◆ What you will do:
Please output every record below exactly as written, leaving out any pictures.

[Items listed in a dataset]
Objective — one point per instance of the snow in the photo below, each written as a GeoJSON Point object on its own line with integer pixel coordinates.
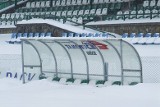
{"type": "Point", "coordinates": [130, 21]}
{"type": "Point", "coordinates": [43, 93]}
{"type": "Point", "coordinates": [57, 24]}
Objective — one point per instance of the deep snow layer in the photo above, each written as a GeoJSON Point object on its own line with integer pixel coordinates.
{"type": "Point", "coordinates": [43, 93]}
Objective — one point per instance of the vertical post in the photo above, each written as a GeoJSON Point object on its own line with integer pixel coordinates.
{"type": "Point", "coordinates": [121, 54]}
{"type": "Point", "coordinates": [106, 71]}
{"type": "Point", "coordinates": [22, 55]}
{"type": "Point", "coordinates": [15, 4]}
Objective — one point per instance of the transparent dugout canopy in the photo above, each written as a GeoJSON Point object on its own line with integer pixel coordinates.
{"type": "Point", "coordinates": [82, 58]}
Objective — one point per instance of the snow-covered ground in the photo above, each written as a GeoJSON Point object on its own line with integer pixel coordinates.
{"type": "Point", "coordinates": [43, 93]}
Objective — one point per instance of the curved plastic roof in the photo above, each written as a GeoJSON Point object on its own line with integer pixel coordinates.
{"type": "Point", "coordinates": [86, 58]}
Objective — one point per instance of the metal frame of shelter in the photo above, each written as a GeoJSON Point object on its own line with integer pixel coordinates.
{"type": "Point", "coordinates": [82, 58]}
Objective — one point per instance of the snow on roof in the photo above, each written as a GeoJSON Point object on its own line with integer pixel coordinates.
{"type": "Point", "coordinates": [57, 24]}
{"type": "Point", "coordinates": [124, 22]}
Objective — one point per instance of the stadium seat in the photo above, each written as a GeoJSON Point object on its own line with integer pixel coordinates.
{"type": "Point", "coordinates": [90, 35]}
{"type": "Point", "coordinates": [30, 35]}
{"type": "Point", "coordinates": [25, 35]}
{"type": "Point", "coordinates": [144, 39]}
{"type": "Point", "coordinates": [71, 35]}
{"type": "Point", "coordinates": [125, 35]}
{"type": "Point", "coordinates": [157, 39]}
{"type": "Point", "coordinates": [104, 35]}
{"type": "Point", "coordinates": [83, 35]}
{"type": "Point", "coordinates": [64, 34]}
{"type": "Point", "coordinates": [13, 38]}
{"type": "Point", "coordinates": [138, 39]}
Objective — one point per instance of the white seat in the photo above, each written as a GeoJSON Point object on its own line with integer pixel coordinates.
{"type": "Point", "coordinates": [63, 2]}
{"type": "Point", "coordinates": [68, 2]}
{"type": "Point", "coordinates": [53, 13]}
{"type": "Point", "coordinates": [28, 5]}
{"type": "Point", "coordinates": [75, 12]}
{"type": "Point", "coordinates": [93, 11]}
{"type": "Point", "coordinates": [101, 1]}
{"type": "Point", "coordinates": [80, 20]}
{"type": "Point", "coordinates": [77, 81]}
{"type": "Point", "coordinates": [154, 13]}
{"type": "Point", "coordinates": [63, 80]}
{"type": "Point", "coordinates": [95, 1]}
{"type": "Point", "coordinates": [42, 4]}
{"type": "Point", "coordinates": [3, 16]}
{"type": "Point", "coordinates": [147, 13]}
{"type": "Point", "coordinates": [104, 11]}
{"type": "Point", "coordinates": [12, 15]}
{"type": "Point", "coordinates": [58, 3]}
{"type": "Point", "coordinates": [74, 2]}
{"type": "Point", "coordinates": [112, 0]}
{"type": "Point", "coordinates": [81, 12]}
{"type": "Point", "coordinates": [106, 1]}
{"type": "Point", "coordinates": [158, 3]}
{"type": "Point", "coordinates": [37, 4]}
{"type": "Point", "coordinates": [98, 11]}
{"type": "Point", "coordinates": [86, 12]}
{"type": "Point", "coordinates": [47, 4]}
{"type": "Point", "coordinates": [64, 13]}
{"type": "Point", "coordinates": [152, 3]}
{"type": "Point", "coordinates": [145, 3]}
{"type": "Point", "coordinates": [8, 16]}
{"type": "Point", "coordinates": [140, 14]}
{"type": "Point", "coordinates": [74, 19]}
{"type": "Point", "coordinates": [69, 13]}
{"type": "Point", "coordinates": [79, 2]}
{"type": "Point", "coordinates": [84, 1]}
{"type": "Point", "coordinates": [33, 4]}
{"type": "Point", "coordinates": [58, 13]}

◆ Exercise solution:
Objective — one point per instance of the snow in the photo below, each written as a GeoJSON Point object on its own line with integer pixel coordinates.
{"type": "Point", "coordinates": [130, 21]}
{"type": "Point", "coordinates": [43, 93]}
{"type": "Point", "coordinates": [57, 24]}
Objective — one point per instance of the deep snow layer in the photo above, each written as a GeoJSON Point object on its own line with integer pixel coordinates.
{"type": "Point", "coordinates": [43, 93]}
Objective — one point per instance of the vertical post in the photo above, each written as a GeoJSON Point object on its own line with integer pixel coordinates.
{"type": "Point", "coordinates": [121, 54]}
{"type": "Point", "coordinates": [106, 71]}
{"type": "Point", "coordinates": [22, 55]}
{"type": "Point", "coordinates": [15, 4]}
Objective — one point per instance of the transparent dugout canopy in the photo above, each written as a GeoJSON Point object on its own line with integer pixel coordinates.
{"type": "Point", "coordinates": [82, 58]}
Objective — one point per instance of the snow-covered ground in the photo above, each written as a GeoJSON Point object on its own line with integer pixel coordinates.
{"type": "Point", "coordinates": [43, 93]}
Objective — one point per instance of the curved plastic roof in the photo above, each written as a GeoJSON Point object on its own line with integer pixel coordinates.
{"type": "Point", "coordinates": [86, 58]}
Objective — one point per instance of the metal frame of shelter in the photo above, each written as a GeoJSON Point object on its own line with integer pixel coordinates.
{"type": "Point", "coordinates": [82, 58]}
Objective — one point per instance of the snow on roof in the photo above, each written as a GeoJSON Point object on its own line with integer pixel coordinates.
{"type": "Point", "coordinates": [57, 24]}
{"type": "Point", "coordinates": [124, 22]}
Objective — one point per instance of the stadium seat in the photo above, each written as a GeoJSON Point object on its own line with integer pixel coordinates.
{"type": "Point", "coordinates": [90, 35]}
{"type": "Point", "coordinates": [30, 35]}
{"type": "Point", "coordinates": [25, 35]}
{"type": "Point", "coordinates": [144, 39]}
{"type": "Point", "coordinates": [71, 35]}
{"type": "Point", "coordinates": [125, 35]}
{"type": "Point", "coordinates": [157, 39]}
{"type": "Point", "coordinates": [104, 35]}
{"type": "Point", "coordinates": [83, 35]}
{"type": "Point", "coordinates": [64, 34]}
{"type": "Point", "coordinates": [13, 38]}
{"type": "Point", "coordinates": [138, 39]}
Objective — one point per instance of the white seat in the photo above, each written as a GeoJSON Point object on its own line with integer pixel coordinates.
{"type": "Point", "coordinates": [63, 2]}
{"type": "Point", "coordinates": [68, 2]}
{"type": "Point", "coordinates": [53, 13]}
{"type": "Point", "coordinates": [28, 5]}
{"type": "Point", "coordinates": [75, 12]}
{"type": "Point", "coordinates": [93, 11]}
{"type": "Point", "coordinates": [101, 1]}
{"type": "Point", "coordinates": [80, 20]}
{"type": "Point", "coordinates": [77, 81]}
{"type": "Point", "coordinates": [154, 13]}
{"type": "Point", "coordinates": [63, 80]}
{"type": "Point", "coordinates": [95, 1]}
{"type": "Point", "coordinates": [42, 4]}
{"type": "Point", "coordinates": [3, 16]}
{"type": "Point", "coordinates": [147, 13]}
{"type": "Point", "coordinates": [104, 11]}
{"type": "Point", "coordinates": [12, 15]}
{"type": "Point", "coordinates": [58, 3]}
{"type": "Point", "coordinates": [74, 2]}
{"type": "Point", "coordinates": [112, 0]}
{"type": "Point", "coordinates": [81, 12]}
{"type": "Point", "coordinates": [106, 1]}
{"type": "Point", "coordinates": [158, 3]}
{"type": "Point", "coordinates": [37, 4]}
{"type": "Point", "coordinates": [98, 11]}
{"type": "Point", "coordinates": [86, 12]}
{"type": "Point", "coordinates": [47, 4]}
{"type": "Point", "coordinates": [64, 13]}
{"type": "Point", "coordinates": [152, 3]}
{"type": "Point", "coordinates": [145, 3]}
{"type": "Point", "coordinates": [8, 16]}
{"type": "Point", "coordinates": [140, 14]}
{"type": "Point", "coordinates": [74, 19]}
{"type": "Point", "coordinates": [69, 13]}
{"type": "Point", "coordinates": [79, 2]}
{"type": "Point", "coordinates": [84, 1]}
{"type": "Point", "coordinates": [33, 4]}
{"type": "Point", "coordinates": [58, 13]}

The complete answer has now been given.